------ Textabschnitt ------

Das OVG Münster und das OVG Bautzen befassen sich mit der Verhältnismäßigkeit der Aufbewahrung. Wir haben die Fälle miteinander verbunden und lösen den Fall klausurmäßig, damit die angeführte verwaltungsprozessuale Problematik nicht übersehen wird.

A. Vereinfachter Sachverhalt

Der Kläger K ist mehrfach wegen gefährlicher Eingriffe in den Straßenverkehr verurteilt worden. Hinzu traten einige Strafverfahren wegen Fahrens ohne Fahrerlaubnis, Trunkenheitsfahrten mit Personenschäden und Körperverletzungen. Der Kläger M wurde nach Jugendstrafrecht wegen Raubes, Körperverletzung und Sachbeschädigung verurteilt. In beiden Fällen haben die zuständigen Polizeibehörden nach Durchführung der Strafverfahren nach umfassender Ermittlung der Straftaten mit Rechtsbehelfsbelehrung angeordnet, dass die angefertigten ED-Unterlagen für Zwecke des Erkennungsdienstes aufzubewahren seien, weil unter Berücksichtigung aller Umstände die Wahrscheinlichkeit bestehe, dass sie auch künftig strafrechtlich in Erscheinung treten würden.

Gegen die Anordnungen haben die beiden Kläger unter Beachtung aller verfahrensrechtlichen Voraussetzungen Klage vor dem Verwaltungsgericht erhoben mit der Begründung, die Wiederholungsprognose der Polizei sei unverhältnismäßig. Im Prozess stellt sich heraus, dass die Kläger zeitlich nach der Anordnung durch die Polizei erneut strafrechtlich in Erscheinung getreten sind, wobei M inzwischen 22 Jahre alt ist.

Haben die Klagen Erfolg?

------

Übungsaufgabe 1:
Fasse den Textabschnitt in genau zwei Sätzen zusammen.
Übungsaufgabe 2:
Wiederhole aus dem Textabschnitt wörtlich die Passage von "Der Kläger K" bis einschließlich "Erscheinung treten würden.".
Übungsaufgabe 3:
Übertrage den folgenden Satz aus dem Textabschnitt ins Englische: „Der Kläger M wurde nach Jugendstrafrecht wegen Raubes, Körperverletzung und Sachbeschädigung verurteilt.“
Die Einträge stehen in keinem Zusammenhang mit dem Textabschnitt.

------ Inhalt des Datensatzes ------

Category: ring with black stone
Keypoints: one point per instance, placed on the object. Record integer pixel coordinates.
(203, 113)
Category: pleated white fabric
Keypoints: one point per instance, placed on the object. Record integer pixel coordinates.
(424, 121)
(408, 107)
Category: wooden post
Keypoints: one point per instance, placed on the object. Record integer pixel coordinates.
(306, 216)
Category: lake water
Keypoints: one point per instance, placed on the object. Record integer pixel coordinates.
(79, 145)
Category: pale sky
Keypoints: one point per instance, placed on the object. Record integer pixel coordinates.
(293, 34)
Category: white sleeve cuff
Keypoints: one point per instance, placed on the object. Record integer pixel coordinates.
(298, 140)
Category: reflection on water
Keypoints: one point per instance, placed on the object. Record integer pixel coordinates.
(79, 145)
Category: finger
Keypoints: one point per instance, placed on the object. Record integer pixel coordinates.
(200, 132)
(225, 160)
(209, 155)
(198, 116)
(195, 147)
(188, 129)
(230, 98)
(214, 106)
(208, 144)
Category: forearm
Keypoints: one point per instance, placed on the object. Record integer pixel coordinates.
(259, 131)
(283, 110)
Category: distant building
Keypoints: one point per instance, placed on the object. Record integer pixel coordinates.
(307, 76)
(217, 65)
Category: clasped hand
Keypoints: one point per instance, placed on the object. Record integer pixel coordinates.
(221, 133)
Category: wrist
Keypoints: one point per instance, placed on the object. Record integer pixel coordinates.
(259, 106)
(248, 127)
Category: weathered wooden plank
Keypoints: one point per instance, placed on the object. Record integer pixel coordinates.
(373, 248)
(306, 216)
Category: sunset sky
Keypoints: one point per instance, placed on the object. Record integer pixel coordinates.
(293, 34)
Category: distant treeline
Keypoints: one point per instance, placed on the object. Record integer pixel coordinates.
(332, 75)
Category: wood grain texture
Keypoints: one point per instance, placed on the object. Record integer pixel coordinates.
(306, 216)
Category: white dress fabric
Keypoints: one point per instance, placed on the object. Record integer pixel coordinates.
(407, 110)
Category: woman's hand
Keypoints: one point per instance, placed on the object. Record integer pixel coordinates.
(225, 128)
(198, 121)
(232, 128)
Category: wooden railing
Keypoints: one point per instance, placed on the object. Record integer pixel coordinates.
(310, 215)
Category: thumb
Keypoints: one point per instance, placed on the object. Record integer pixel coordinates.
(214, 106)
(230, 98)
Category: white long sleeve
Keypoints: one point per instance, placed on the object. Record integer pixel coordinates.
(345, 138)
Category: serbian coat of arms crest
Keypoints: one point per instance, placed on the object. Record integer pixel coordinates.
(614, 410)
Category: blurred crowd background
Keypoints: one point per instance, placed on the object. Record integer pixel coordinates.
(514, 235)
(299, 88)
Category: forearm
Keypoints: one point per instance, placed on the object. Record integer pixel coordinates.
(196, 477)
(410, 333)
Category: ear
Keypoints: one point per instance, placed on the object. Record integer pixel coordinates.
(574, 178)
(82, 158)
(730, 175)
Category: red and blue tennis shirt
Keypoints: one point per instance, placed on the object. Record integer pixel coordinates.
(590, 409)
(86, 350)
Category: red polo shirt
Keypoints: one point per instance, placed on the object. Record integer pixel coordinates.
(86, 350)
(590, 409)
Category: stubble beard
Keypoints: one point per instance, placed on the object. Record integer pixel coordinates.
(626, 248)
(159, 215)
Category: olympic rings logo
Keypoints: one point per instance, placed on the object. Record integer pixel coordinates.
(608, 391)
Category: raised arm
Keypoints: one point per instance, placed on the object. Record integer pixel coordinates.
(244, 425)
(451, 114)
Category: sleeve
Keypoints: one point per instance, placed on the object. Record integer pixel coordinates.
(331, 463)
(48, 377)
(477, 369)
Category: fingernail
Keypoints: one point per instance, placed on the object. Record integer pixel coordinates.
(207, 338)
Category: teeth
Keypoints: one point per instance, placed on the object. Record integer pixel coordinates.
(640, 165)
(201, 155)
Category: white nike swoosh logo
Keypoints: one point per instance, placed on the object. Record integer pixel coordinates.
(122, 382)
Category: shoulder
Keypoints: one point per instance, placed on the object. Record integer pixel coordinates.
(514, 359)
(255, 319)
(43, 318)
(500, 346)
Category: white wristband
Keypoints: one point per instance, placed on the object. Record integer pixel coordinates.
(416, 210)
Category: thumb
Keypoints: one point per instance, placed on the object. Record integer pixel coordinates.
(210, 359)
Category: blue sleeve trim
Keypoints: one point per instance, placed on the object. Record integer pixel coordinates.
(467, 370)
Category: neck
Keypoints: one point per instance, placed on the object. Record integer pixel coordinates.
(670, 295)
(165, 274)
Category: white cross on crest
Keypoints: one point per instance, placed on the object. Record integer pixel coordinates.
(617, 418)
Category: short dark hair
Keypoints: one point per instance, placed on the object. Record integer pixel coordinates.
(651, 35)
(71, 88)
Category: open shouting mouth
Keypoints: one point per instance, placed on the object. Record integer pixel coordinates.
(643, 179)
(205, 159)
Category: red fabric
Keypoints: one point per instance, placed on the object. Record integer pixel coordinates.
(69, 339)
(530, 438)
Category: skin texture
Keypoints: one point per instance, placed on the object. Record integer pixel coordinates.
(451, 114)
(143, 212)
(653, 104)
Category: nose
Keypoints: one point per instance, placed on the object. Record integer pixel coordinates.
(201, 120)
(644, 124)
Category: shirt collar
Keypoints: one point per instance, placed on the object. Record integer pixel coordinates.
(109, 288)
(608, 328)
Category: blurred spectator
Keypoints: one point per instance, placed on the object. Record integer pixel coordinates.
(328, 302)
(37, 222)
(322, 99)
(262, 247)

------
------ Inhalt des Datensatzes ------

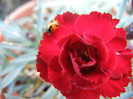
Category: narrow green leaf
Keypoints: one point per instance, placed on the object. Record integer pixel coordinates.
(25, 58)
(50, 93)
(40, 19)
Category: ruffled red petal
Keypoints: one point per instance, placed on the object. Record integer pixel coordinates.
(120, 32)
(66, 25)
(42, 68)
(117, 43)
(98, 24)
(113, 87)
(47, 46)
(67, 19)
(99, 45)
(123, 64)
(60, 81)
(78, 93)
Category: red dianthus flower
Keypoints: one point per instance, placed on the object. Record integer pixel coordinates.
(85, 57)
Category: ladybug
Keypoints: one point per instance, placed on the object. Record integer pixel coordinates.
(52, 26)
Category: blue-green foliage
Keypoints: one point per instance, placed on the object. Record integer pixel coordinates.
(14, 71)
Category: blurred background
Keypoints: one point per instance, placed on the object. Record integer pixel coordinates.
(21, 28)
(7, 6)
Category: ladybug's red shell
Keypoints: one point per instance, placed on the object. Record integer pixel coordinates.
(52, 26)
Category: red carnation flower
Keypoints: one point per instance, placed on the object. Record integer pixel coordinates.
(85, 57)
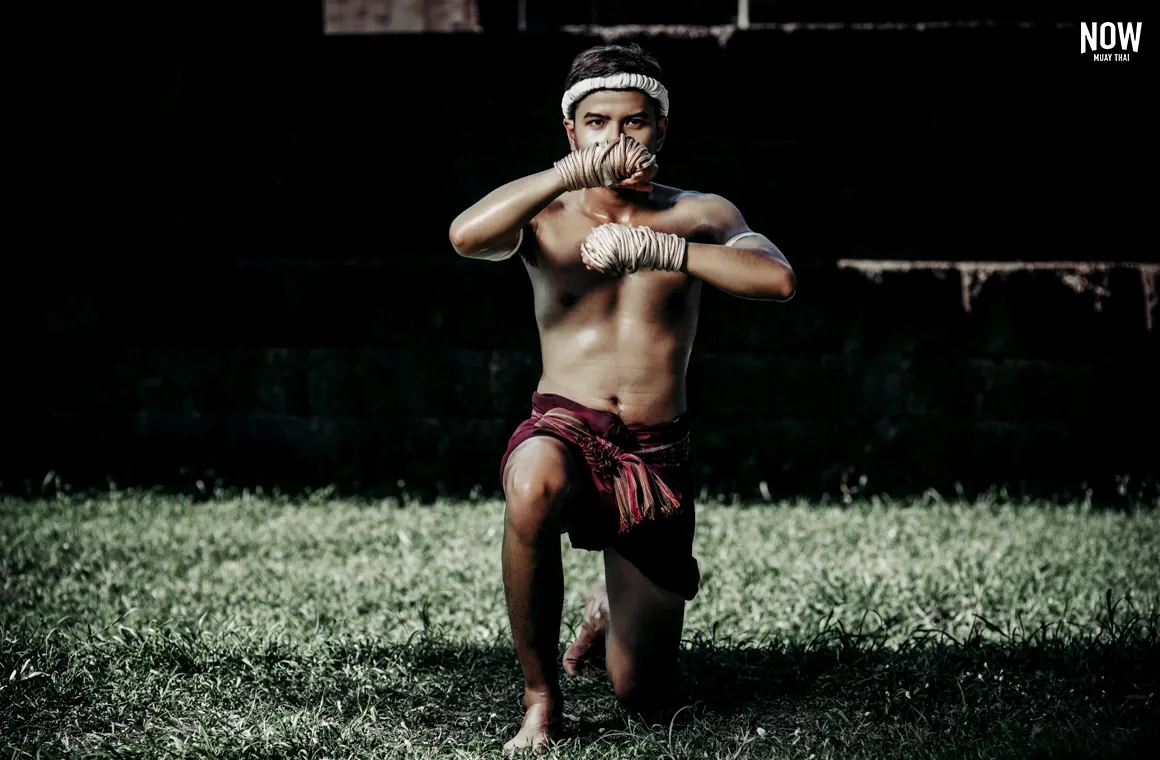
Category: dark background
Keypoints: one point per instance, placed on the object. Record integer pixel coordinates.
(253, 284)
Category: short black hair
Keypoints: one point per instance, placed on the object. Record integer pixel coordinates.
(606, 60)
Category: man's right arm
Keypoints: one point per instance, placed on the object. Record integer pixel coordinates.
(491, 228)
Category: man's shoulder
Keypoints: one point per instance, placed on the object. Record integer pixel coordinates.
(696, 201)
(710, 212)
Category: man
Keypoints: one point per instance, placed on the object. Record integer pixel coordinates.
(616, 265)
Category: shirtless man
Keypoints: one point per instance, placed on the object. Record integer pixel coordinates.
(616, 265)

------

Schriftliche Antwort 1:
Der Textabschnitt verbindet zwei Fälle des OVG Münster und des OVG Bautzen zur Verhältnismäßigkeit der Aufbewahrung: Die Polizei ordnete bei den verurteilten Klägern K und M an, die ED-Unterlagen aufzubewahren, weil sie mit weiteren Straftaten rechnete. Die Kläger klagten dagegen mit der Begründung, die Wiederholungsprognose sei unverhältnismäßig, traten aber nach der Anordnung erneut strafrechtlich in Erscheinung.

Schriftliche Antwort 2:
Der Kläger K ist mehrfach wegen gefährlicher Eingriffe in den Straßenverkehr verurteilt worden. Hinzu traten einige Strafverfahren wegen Fahrens ohne Fahrerlaubnis, Trunkenheitsfahrten mit Personenschäden und Körperverletzungen. Der Kläger M wurde nach Jugendstrafrecht wegen Raubes, Körperverletzung und Sachbeschädigung verurteilt. In beiden Fällen haben die zuständigen Polizeibehörden nach Durchführung der Strafverfahren nach umfassender Ermittlung der Straftaten mit Rechtsbehelfsbelehrung angeordnet, dass die angefertigten ED-Unterlagen für Zwecke des Erkennungsdienstes aufzubewahren seien, weil unter Berücksichtigung aller Umstände die Wahrscheinlichkeit bestehe, dass sie auch künftig strafrechtlich in Erscheinung treten würden.

Schriftliche Antwort 3:
Plaintiff M was convicted under juvenile criminal law of robbery, bodily injury, and property damage.